20 September 2022

De facto director: NZ Causeway International v. Wang

Whilst living back in China, Jie Cao left fellow shareholder Yi Wang in sole charge of their Auckland health food store.  Ms Wang was ordered to hand over $157,244 wrongly taken from the business and to account for profits from $370,700 stock she diverted to her own rival business.  

Cao and Wang agreed to join forces in 2017 setting up a health supplement store when Mr Cao as a recent immigrant met Ms Wang working as store manager on Dominion Road in Mt Eden.  NZ Causeway Bay International Trading Ltd was registered with Mr Cao as sole director and shareholding split 70:30 between Mr Cao and Ms Wang.  Unbeknown to Mr Cao, Ms Wang joined with another investor within months to set up a rival business trading as Oceania Health Care Product which set up shop over the road from Causeway Bay’s retail store.

The High Court was told Mr Cao spent most of his time in China, leaving Ms Wang in full control of Causeway Bay operations.  He became suspicious when she stopped providing financial information.  He later discovered she was diverting company cash for personal expenses, used her own WeChat barcode at Causeway Bay’s counter to divert store revenue into her own bank account and also transferred Causeway’s stock to Oceania Health across the road.
++++++++++++++++++++
▶ [Written tasks]
- 1) Retype the stretch of the NZ Causeway case summary from "Whilst living back" through "Bay’s retail store.".
- 2) In the NZ Causeway case summary, what name did the rival business trade under?
++++++++++++++++++++
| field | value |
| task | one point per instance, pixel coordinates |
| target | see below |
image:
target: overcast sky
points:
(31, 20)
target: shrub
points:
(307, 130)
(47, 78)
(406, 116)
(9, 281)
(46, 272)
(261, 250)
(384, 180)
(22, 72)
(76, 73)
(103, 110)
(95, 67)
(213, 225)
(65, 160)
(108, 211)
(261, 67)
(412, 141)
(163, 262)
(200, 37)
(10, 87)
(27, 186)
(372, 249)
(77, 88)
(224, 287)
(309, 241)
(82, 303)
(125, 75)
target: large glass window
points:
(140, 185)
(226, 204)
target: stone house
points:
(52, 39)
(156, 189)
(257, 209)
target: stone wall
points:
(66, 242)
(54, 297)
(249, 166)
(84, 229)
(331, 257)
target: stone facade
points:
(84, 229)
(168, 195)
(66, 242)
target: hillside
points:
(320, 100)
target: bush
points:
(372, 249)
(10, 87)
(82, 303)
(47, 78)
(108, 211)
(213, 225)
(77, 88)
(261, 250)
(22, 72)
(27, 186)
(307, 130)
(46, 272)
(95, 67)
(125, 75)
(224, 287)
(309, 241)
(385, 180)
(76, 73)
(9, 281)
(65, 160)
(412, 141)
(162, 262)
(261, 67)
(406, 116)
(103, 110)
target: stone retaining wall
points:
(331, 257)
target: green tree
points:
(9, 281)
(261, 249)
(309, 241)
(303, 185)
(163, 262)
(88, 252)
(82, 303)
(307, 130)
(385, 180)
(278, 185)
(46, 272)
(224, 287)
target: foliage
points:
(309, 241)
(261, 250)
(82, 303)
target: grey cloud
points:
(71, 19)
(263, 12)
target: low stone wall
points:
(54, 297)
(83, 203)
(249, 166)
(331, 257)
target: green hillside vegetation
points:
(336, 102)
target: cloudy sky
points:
++++++++++++++++++++
▶ [Solution set]
- 1)
Whilst living back in China, Jie Cao left fellow shareholder Yi Wang in sole charge of their Auckland health food store.  Ms Wang was ordered to hand over $157,244 wrongly taken from the business and to account for profits from $370,700 stock she diverted to her own rival business.  

Cao and Wang agreed to join forces in 2017 setting up a health supplement store when Mr Cao as a recent immigrant met Ms Wang working as store manager on Dominion Road in Mt Eden.  NZ Causeway Bay International Trading Ltd was registered with Mr Cao as sole director and shareholding split 70:30 between Mr Cao and Ms Wang.  Unbeknown to Mr Cao, Ms Wang joined with another investor within months to set up a rival business trading as Oceania Health Care Product which set up shop over the road from Causeway Bay’s retail store.

- 2) Oceania Health Care Product